WHAT THE EXERCISE ASKS:
Below are records; repeat them all exactly.

Items from a data source

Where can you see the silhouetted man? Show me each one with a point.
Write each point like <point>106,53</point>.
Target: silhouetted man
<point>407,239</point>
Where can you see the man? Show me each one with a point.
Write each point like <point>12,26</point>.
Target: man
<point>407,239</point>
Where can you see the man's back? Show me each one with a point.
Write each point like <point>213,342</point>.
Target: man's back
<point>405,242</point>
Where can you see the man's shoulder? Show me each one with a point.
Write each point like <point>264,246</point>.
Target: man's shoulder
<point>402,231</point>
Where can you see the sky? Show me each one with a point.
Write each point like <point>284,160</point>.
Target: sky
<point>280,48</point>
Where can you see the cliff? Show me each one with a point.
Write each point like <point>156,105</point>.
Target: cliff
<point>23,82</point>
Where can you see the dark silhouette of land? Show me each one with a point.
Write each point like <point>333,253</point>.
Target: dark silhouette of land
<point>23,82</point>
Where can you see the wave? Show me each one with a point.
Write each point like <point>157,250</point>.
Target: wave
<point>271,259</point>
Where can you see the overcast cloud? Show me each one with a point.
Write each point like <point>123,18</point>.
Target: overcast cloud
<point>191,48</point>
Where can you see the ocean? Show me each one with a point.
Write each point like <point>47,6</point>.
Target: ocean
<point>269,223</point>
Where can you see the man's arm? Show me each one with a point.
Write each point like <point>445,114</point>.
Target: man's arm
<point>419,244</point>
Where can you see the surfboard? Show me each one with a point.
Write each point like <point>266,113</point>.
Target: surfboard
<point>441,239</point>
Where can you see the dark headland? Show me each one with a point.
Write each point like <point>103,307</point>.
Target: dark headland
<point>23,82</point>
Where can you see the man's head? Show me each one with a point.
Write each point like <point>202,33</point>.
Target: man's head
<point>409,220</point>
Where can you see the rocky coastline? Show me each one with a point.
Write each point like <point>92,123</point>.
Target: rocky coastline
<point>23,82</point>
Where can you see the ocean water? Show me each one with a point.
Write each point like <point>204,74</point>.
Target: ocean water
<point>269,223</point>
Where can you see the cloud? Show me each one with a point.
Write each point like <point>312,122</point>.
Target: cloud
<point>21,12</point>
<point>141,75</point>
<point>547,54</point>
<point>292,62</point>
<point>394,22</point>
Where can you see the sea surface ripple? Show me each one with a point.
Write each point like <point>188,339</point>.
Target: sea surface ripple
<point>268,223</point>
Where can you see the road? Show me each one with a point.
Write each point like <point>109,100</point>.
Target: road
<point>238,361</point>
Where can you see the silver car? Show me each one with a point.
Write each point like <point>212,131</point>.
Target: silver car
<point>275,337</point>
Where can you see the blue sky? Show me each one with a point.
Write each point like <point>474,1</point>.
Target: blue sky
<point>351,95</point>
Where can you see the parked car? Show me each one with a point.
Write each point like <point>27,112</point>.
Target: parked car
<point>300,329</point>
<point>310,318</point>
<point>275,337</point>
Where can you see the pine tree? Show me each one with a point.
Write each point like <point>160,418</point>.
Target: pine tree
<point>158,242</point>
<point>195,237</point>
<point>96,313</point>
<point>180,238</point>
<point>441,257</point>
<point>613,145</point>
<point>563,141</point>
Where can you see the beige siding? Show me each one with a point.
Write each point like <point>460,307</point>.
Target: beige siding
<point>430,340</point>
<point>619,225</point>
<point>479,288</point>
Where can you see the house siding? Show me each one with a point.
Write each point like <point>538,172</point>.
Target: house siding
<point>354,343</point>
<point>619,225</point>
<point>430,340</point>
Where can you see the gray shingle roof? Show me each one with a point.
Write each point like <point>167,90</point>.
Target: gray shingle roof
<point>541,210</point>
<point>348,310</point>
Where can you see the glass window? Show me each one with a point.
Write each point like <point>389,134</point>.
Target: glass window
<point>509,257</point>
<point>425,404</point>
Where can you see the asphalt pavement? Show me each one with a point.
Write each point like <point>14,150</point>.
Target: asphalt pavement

RESULT OF THIS EXERCISE:
Where can you see the silhouetted man? Show me each one with a point.
Write each point like <point>106,53</point>.
Target: silhouetted man
<point>407,239</point>
Where can you see the man? Show me each one with a point.
Write each point like <point>12,26</point>.
Target: man
<point>407,239</point>
Where can you see the man's back? Show me each one with a point.
Write each point like <point>213,342</point>.
Target: man's back
<point>405,242</point>
Where can you see the man's shoulder? Show me each one with a point.
Write each point like <point>264,246</point>.
Target: man's shoulder
<point>402,231</point>
Where can you see the sky? Show me each one with a point.
Write each point like <point>284,160</point>.
Target: sky
<point>280,48</point>
Where can you see the cliff? Show me each one with a point.
Write each point like <point>156,105</point>.
Target: cliff
<point>23,82</point>
Where can you see the dark silhouette of land? Show me each one with a point.
Write each point like <point>333,253</point>.
Target: dark silhouette of land
<point>23,82</point>
Where can you see the wave? Show me each one with a point.
Write each point like <point>157,250</point>.
Target: wave
<point>271,259</point>
Where can you see the overcast cloud? Show me each one with a point.
Write each point like <point>123,18</point>.
Target: overcast cloud
<point>191,48</point>
Where can you see the ocean? Show me each one with a point.
Write each point like <point>47,6</point>.
Target: ocean
<point>269,223</point>
Where can you see the man's arm? Show me each one with a point.
Write each point like <point>445,114</point>.
Target: man's arm
<point>419,244</point>
Where can you see the surfboard? Show me each one with a point.
Write each point like <point>266,113</point>.
Target: surfboard
<point>441,239</point>
Where can you see the dark headland? Show me each one with a point.
Write each point like <point>103,307</point>.
Target: dark headland
<point>23,82</point>
Where can you see the man's head? Show me each one with a point.
Write each point like <point>202,33</point>.
Target: man's head
<point>409,220</point>
Where can you see the rocky coastline? Show me each one with a point.
Write each point like <point>92,123</point>.
Target: rocky coastline
<point>23,82</point>
Where can you see the ocean water? Show me each one with a point.
Write each point like <point>204,74</point>.
Target: ocean water
<point>269,223</point>
Where can you see the cloud? Show me each one with a point.
Write each point like <point>312,122</point>.
Target: cloud
<point>21,12</point>
<point>141,75</point>
<point>547,54</point>
<point>292,62</point>
<point>394,22</point>
Where can you see the sea surface ripple? Show me each one with a point.
Write each point like <point>188,339</point>.
Target: sea surface ripple
<point>268,223</point>
Where can you see the road? Show me each one with a point.
Write each point like <point>109,100</point>.
Target: road
<point>238,361</point>
Where can you see the silver car? Show me each one with a point.
Write each point like <point>212,131</point>.
Target: silver car
<point>275,337</point>
Where can you see the blue sky? Show me each one with a point.
Write each point like <point>474,1</point>.
Target: blue sky
<point>351,95</point>
Where can you see the parked car? Show me each one with a point.
Write each point like <point>27,112</point>.
Target: parked car
<point>300,329</point>
<point>310,318</point>
<point>275,337</point>
Where can you see the pine tree? Show me each one with a point.
Write each point like <point>160,418</point>.
Target: pine tree
<point>158,242</point>
<point>195,237</point>
<point>96,313</point>
<point>180,238</point>
<point>441,257</point>
<point>613,145</point>
<point>563,141</point>
Where can you see the beige siding? Show me each one with a point.
Write each point like <point>460,307</point>.
Target: beige siding
<point>430,340</point>
<point>619,225</point>
<point>479,288</point>
Where can you see the house siding? Show me each one with a point.
Write each point like <point>538,172</point>.
Target: house siding
<point>354,343</point>
<point>619,225</point>
<point>430,340</point>
Where can you see the gray shingle roof? Show me each one with a point.
Write each point like <point>167,90</point>.
Target: gray shingle roof
<point>541,210</point>
<point>348,310</point>
Where can you see the glass window? Show me each one with a point.
Write each point like <point>389,134</point>.
Target: glass window
<point>509,257</point>
<point>425,404</point>
Where can you see the asphalt pavement? Show me each one with a point.
Write each point like <point>14,150</point>.
Target: asphalt pavement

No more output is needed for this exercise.